» Passage to read:

****

The 90s were a pivotal time in world history, and 1996 was no different. You might have spent the year glued to the TV playing Super Mario 64, or perhaps you were busy campaigning for Bill Clinton or Bob Dole, or maybe you were so depressed that Princess Diana and Prince Charles divorced that you spent the whole year locked in your room, a prisoner of your own existential nihilism. Whatever you did, though, it’s likely that one major event passed you by without a thought: The standardization of on-board vehicle diagnostics (in the US), otherwise known as OBD-II.
In the 1970s, vehicles (in some western countries, at least) were subject to ever-increasing restrictions on emissions. Most companies began switching from carburetors to efficient fuel injection systems, but even that wouldn’t be enough for the new standards. Cars began to carry rudimentary computer systems to manage and control the influx of valves, meters, and sensors that became the new norm. And, as one would guess, every car company had their own standard for managing and monitoring these computer systems. Eventually they would settle on the OBD system that we have today.
First, though, we should go back in time to see what led to this sea change in the automotive industry. In the beginning, the only way to diagnose a problem with a car was to investigate unusual noises, poor performance issues, or other problems directly. This can be especially troublesome on electrical problems because of their invisible nature. It was only a matter of time before someone hacked together a way to make the troubleshooting process easier. That’s partially why the first mass-produced vehicle diagnostics systems had almost nothing to do with emissions and focused mostly on helping mechanics identify common problems.

****

» Entries supplied:

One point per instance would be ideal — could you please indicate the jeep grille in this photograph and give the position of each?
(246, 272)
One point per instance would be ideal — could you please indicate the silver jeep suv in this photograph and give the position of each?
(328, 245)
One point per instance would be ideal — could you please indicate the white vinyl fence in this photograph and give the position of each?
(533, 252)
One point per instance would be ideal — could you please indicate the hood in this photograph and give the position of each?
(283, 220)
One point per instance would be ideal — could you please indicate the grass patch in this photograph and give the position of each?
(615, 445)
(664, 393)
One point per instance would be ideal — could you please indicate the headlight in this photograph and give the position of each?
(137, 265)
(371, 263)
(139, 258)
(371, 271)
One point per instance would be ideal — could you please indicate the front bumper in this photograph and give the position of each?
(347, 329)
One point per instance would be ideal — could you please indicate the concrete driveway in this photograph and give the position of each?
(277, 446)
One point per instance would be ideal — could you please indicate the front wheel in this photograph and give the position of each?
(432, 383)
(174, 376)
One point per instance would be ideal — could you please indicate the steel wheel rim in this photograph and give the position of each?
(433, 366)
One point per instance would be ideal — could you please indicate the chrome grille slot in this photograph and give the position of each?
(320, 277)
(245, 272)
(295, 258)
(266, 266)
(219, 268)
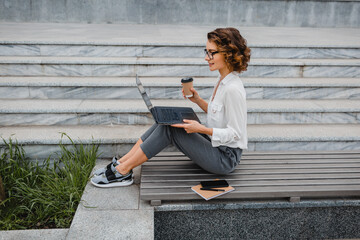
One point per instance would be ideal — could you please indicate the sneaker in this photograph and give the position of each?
(112, 178)
(101, 171)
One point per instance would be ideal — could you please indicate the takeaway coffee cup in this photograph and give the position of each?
(187, 85)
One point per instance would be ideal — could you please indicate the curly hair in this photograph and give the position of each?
(233, 46)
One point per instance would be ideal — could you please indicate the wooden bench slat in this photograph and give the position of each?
(174, 167)
(247, 183)
(169, 176)
(355, 189)
(249, 177)
(309, 157)
(257, 194)
(289, 153)
(258, 171)
(261, 161)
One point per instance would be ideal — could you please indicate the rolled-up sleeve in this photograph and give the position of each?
(235, 120)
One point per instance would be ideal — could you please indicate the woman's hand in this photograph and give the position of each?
(192, 126)
(195, 98)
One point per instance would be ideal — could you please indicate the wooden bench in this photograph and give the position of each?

****

» Tasks and exercises:
1/ Rewrite the part of the text on vehicle diagnostics starting at "First, though, we" and ending at "identify common problems.", putting "technicians" in place of "mechanics".
2/ Translate this sentence from the text on vehicle diagnostics into Spanish: "It was only a matter of time before someone hacked together a way to make the troubleshooting process easier."
3/ Continue the text on vehicle diagnostics from its last sentence.
You can set the entries aside, since none of them is needed.

» Responses by task:
1/
First, though, we should go back in time to see what led to this sea change in the automotive industry. In the beginning, the only way to diagnose a problem with a car was to investigate unusual noises, poor performance issues, or other problems directly. This can be especially troublesome on electrical problems because of their invisible nature. It was only a matter of time before someone hacked together a way to make the troubleshooting process easier. That’s partially why the first mass-produced vehicle diagnostics systems had almost nothing to do with emissions and focused mostly on helping technicians identify common problems.

2/ Era solo cuestión de tiempo que alguien improvisara una forma de facilitar el proceso de diagnóstico de averías.

3/
The first of these systems came online in the late 60s on some Volkswagens. (Here’s on in evidence in the author’s Beetle.) The proprietary test port that was installed in these cars gave the mechanics easy access to the electrical system via a “small” computer that could test a number of different aspects of the car. From there they could tell if lights were burned out, some information on the ignition system, and (for fuel injected cars) some information on the fuel delivery system. Even though a 1970s Volkswagen is pretty late in the game as far as old Volkswagens go (the first model year was 1938) it was still early for the industry and gave VW mechanics a leg up on troubleshooting.
The next car company to take a stab at a vehicle diagnostics system was Nissan on their 280Z sports car. Unlike Volkswagen, this system was intended to help manage the increasing demands of the fuel injection system in the post-EPA world. Not to mention the fact that the 280Z was a pioneering performance car, and any gains that could be made by using a computer to fine-tune the engine were welcomed.
After the success of Volkswagen and Nissan, other car companies saw the perks of having a diagnostics system that was easy for mechanics to plug into to identify problems with vehicles. General Motors created their own proprietary system in the 80s that helped factory workers identify problems with cars as they rolled off the assembly line. Although it’s probably not a good sign for your manufacturing process that you need to specially design diagnostic tools for brand new cars (after all, when was the last time you saw a Cadillac Cimarron on the road?), the GM diagnostic system did find some utility with mechanics for a time.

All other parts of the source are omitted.